-- ABOUT THIS EXERCISE --
Scan the data below for lines containing the string "white" and give only how many there are.

++++ THE INPUT

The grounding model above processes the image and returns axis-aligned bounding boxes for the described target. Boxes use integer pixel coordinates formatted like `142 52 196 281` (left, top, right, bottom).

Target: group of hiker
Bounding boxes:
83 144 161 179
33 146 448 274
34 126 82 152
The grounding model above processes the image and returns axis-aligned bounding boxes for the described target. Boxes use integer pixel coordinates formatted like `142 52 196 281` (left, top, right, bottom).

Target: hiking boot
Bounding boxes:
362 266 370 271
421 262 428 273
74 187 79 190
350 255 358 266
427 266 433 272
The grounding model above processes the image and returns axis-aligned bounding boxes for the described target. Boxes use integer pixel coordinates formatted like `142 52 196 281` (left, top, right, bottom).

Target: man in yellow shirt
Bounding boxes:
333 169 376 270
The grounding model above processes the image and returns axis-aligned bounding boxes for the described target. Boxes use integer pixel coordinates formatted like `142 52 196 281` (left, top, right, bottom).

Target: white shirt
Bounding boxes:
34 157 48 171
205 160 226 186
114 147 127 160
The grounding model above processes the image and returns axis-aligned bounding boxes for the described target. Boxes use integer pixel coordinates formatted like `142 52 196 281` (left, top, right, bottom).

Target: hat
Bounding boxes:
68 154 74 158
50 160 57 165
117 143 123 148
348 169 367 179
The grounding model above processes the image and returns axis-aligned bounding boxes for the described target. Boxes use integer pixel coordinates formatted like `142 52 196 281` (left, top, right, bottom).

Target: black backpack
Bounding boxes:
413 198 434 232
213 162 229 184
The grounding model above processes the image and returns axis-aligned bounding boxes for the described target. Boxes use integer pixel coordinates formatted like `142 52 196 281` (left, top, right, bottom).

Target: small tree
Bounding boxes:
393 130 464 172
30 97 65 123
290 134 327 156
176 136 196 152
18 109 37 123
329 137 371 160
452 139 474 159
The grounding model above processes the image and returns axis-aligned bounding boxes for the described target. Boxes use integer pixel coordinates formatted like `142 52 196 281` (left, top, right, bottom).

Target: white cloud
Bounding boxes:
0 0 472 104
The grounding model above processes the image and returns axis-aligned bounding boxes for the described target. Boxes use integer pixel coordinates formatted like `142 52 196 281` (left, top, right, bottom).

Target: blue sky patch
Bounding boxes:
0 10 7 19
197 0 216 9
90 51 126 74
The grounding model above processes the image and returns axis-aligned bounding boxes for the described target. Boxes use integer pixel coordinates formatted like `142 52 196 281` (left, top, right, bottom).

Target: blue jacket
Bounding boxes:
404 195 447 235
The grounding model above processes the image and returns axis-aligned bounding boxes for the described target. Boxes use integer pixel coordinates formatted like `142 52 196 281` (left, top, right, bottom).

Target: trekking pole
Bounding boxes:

++++++++
++++ THE INPUT

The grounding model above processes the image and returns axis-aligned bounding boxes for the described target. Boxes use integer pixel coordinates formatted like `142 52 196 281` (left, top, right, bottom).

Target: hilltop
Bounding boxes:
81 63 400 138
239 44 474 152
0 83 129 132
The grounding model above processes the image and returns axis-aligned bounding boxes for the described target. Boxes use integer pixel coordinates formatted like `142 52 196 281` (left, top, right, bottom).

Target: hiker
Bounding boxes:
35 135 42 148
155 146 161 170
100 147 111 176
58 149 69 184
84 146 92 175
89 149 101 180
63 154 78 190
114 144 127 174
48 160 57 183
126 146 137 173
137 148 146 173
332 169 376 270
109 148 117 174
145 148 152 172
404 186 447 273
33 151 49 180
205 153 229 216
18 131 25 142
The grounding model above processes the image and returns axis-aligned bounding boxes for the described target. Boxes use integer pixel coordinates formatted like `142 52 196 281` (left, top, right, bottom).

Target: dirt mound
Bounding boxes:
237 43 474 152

++++++++

-- EXERCISE RESULT --
2